- Exercise
Recast every line of the listing below as a numbered list, skipping blank lines and leaving out the pictures.

════════════════════

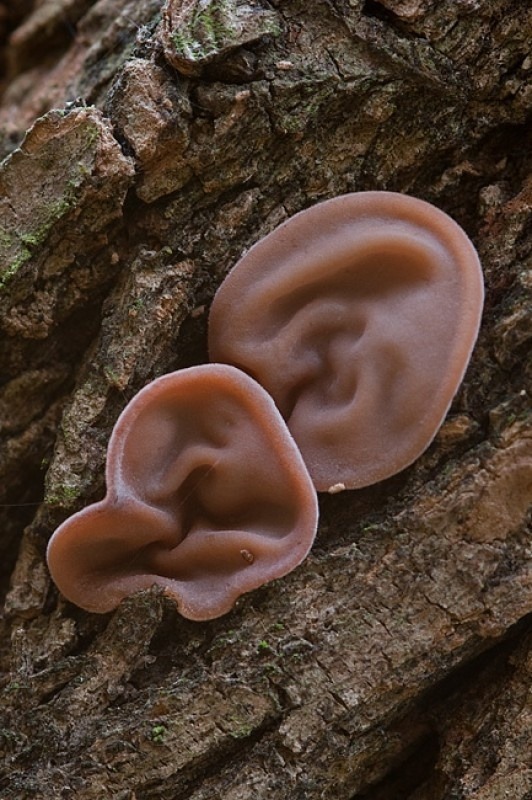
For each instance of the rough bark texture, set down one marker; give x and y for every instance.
(162, 141)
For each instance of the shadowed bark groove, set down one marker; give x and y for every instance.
(147, 145)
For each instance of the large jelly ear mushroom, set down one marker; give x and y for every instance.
(207, 497)
(358, 316)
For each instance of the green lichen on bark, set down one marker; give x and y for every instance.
(197, 32)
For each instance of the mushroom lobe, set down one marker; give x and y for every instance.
(207, 496)
(358, 316)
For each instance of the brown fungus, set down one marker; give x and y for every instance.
(358, 316)
(207, 497)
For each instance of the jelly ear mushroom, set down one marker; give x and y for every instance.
(207, 497)
(358, 316)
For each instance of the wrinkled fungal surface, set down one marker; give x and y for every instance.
(358, 316)
(207, 496)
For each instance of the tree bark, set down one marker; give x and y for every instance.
(147, 145)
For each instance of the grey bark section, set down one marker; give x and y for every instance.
(394, 663)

════════════════════

- Written response
1. For each instance of the rough bark texture, set down one marker; give x and y for every instance.
2. (162, 141)
3. For each instance of the shadowed bark groove, set down one marker; give x and y for every instance.
4. (147, 145)
5. For each instance of the large jelly ear mushroom, set down one marker; give x and y for every instance.
6. (207, 497)
7. (358, 316)
8. For each instance of the green lichen on bark, set down one marker; give x and y for every instance.
9. (197, 32)
10. For each instance of the mushroom lobe, set down one marker; give x and y for every instance.
11. (207, 496)
12. (358, 316)
13. For each instance of the brown fungus, set down one marker; give x and y for every instance.
14. (358, 316)
15. (207, 497)
16. For each instance of the jelly ear mushroom, set down one marker; give x and y for every instance.
17. (207, 497)
18. (358, 316)
19. For each instance of the wrinkled fungal surface, set down one marker; give x and y for every instance.
20. (358, 316)
21. (207, 496)
22. For each instance of the tree bark, set down one marker; give x and y for every instance.
23. (147, 145)
24. For each instance of the grey bark section, set down one marker; give x and y for every instance.
25. (394, 663)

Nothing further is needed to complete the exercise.